▶ [EXERCISE DETAILS]
Give all the records again, with no alterations.

════

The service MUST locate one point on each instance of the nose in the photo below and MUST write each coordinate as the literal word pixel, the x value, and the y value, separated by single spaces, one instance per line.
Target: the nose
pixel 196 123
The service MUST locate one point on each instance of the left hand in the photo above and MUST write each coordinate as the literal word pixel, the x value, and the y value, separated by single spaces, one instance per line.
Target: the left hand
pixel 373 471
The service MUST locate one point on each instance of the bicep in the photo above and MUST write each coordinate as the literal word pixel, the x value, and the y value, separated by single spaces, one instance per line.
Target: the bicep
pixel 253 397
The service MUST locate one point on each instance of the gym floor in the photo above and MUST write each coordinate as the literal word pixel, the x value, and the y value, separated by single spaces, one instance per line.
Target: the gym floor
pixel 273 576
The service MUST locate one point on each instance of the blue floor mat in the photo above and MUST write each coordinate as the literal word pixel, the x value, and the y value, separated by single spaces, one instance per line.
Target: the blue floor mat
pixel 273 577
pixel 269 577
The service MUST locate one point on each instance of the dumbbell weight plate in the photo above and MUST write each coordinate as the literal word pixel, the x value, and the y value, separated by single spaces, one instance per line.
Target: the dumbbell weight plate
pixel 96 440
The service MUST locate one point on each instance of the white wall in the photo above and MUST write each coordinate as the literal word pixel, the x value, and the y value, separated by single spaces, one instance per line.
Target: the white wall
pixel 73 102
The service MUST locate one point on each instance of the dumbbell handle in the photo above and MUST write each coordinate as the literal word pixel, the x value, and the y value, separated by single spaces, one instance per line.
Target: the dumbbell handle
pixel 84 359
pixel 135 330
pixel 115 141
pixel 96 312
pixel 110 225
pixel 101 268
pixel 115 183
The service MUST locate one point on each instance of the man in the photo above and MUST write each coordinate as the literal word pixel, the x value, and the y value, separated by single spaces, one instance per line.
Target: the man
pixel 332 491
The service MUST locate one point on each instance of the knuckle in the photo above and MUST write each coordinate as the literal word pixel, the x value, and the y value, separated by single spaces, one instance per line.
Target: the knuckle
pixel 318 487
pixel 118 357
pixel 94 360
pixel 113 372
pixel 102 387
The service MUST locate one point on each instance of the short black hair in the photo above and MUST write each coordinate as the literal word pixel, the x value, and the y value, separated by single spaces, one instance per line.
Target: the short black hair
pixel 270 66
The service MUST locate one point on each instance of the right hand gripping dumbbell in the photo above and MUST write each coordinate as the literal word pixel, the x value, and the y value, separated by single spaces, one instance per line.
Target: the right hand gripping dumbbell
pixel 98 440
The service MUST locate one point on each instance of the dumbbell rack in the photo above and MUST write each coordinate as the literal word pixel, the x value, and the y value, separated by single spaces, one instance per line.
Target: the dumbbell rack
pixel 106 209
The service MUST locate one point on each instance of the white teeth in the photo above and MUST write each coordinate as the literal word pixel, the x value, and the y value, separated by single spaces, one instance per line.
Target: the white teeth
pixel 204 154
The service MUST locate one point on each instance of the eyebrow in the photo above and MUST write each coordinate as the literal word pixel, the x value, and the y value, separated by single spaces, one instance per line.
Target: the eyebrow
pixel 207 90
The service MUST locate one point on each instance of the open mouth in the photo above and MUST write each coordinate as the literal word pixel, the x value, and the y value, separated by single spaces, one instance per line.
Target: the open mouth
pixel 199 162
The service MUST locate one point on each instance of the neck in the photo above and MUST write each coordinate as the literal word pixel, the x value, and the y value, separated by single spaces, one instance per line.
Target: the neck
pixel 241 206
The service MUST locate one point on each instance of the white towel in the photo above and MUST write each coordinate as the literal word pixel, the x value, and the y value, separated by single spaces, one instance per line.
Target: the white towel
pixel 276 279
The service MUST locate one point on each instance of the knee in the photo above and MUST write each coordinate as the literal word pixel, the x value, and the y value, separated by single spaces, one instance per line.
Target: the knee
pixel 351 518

════

▶ [YOUR SOLUTION]
The service MUST locate one point on each instance of the nose in the photo below and MUST write each coordinate as the literal word pixel, the x value, and the y value, separated by single spaces, one instance per line.
Target: the nose
pixel 196 123
The service MUST locate one point on each instance of the left hand in the photo above and MUST write each coordinate as the literal word pixel, the x value, and the y value, separated by single spaces, one instance per line.
Target: the left hand
pixel 373 471
The service MUST locate one point on each instance of the bicep in the photo above and MUST write each coordinate as the literal word pixel, the x value, and the y value, separated by single spaces, one instance per line.
Target: the bicep
pixel 253 397
The service MUST locate one point on each instance of the gym floor in the photo above and MUST write each coordinate as the literal word pixel, the x value, and the y value, separated by single spaces, one instance per line.
Target: the gym floor
pixel 273 576
The service MUST locate one point on each instance of the blue floor mat in the photo above and MUST write each coordinate as the literal word pixel, the x value, and the y value, separated by single spaces, one instance per line.
Target: the blue floor mat
pixel 273 577
pixel 269 577
The service MUST locate one point on each instance of the dumbbell weight plate in the photo above and MUST write each coordinate as the literal word pixel, the x value, and the y value, separated by single spaces, one instance per line.
Target: the dumbbell weight plate
pixel 96 440
The service MUST locate one point on each instance of the white wall in the photo above and MUST write each coordinate as the literal word pixel, the x value, and the y value, separated by single spaces, one instance per line.
Target: the white wall
pixel 73 102
The service MUST locate one point on each instance of the dumbbell handle in the photo above and MUST write each coordinate as the literal word pixel, the x value, and the y value, separated by single spaces, one instance per line.
Target: the dumbbell handle
pixel 84 359
pixel 135 330
pixel 115 141
pixel 96 312
pixel 110 225
pixel 101 268
pixel 115 183
The service MUST locate one point on each instance of the man in the photo above and MUST write each coordinate as the literal word pixel, the x value, and the y value, separated by single spaces, one instance per line.
Target: the man
pixel 332 491
The service MUST locate one point on each instance of the knuckle in the photo above and MUST write each coordinate as the literal word pixel, the x value, and the y value, separated by single spaces, one instance per line.
Target: the knuckle
pixel 318 487
pixel 118 357
pixel 94 360
pixel 113 372
pixel 102 387
The service MUST locate one point on each instance of the short black hair in the photo above and MUST write each coordinate as the literal word pixel, the x value, and the y value, separated by single spaces, one instance per line.
Target: the short black hair
pixel 270 66
The service MUST locate one point on each instance of the right hand gripping dumbbell in the photo above and MUST write each coordinate as the literal word pixel, the x value, and the y value, separated by single spaces, one instance per line.
Target: the right hand gripping dumbbell
pixel 98 440
The service MUST locate one point on each instance of the dumbbell rack in the photo above and MUST write each coordinate as the literal word pixel, the x value, and the y value, separated by single spaces, one instance per line.
Target: the dumbbell rack
pixel 106 209
The service MUST locate one point on each instance of the white teeth in the photo above and MUST write each coordinate as the literal word pixel, the x value, and the y value, separated by single spaces, one instance per line.
Target: the white teeth
pixel 204 154
The service MUST locate one point on each instance of the eyebrow in the photo above and MUST write each coordinate as the literal word pixel, the x value, and the y value, separated by single spaces, one instance per line.
Target: the eyebrow
pixel 207 90
The service MUST locate one point on each instance of the open mouth in the photo above and MUST write each coordinate as the literal word pixel, the x value, and the y value, separated by single spaces, one instance per line.
Target: the open mouth
pixel 199 162
The service MUST locate one point on each instance of the neck in the photo above and MUST write each coordinate as the literal word pixel, the x value, and the y value, separated by single spaces, one instance per line.
Target: the neck
pixel 241 206
The service MUST locate one point on each instance of the white towel in the photo above and MUST write each coordinate as the literal word pixel, the x value, and the y value, separated by single spaces, one instance per line.
Target: the white towel
pixel 276 279
The service MUST locate one point on each instance of the knee in the photo above and MUST write each coordinate as the literal word pixel, the x value, and the y value, separated by single spaces, one instance per line.
Target: the knee
pixel 351 518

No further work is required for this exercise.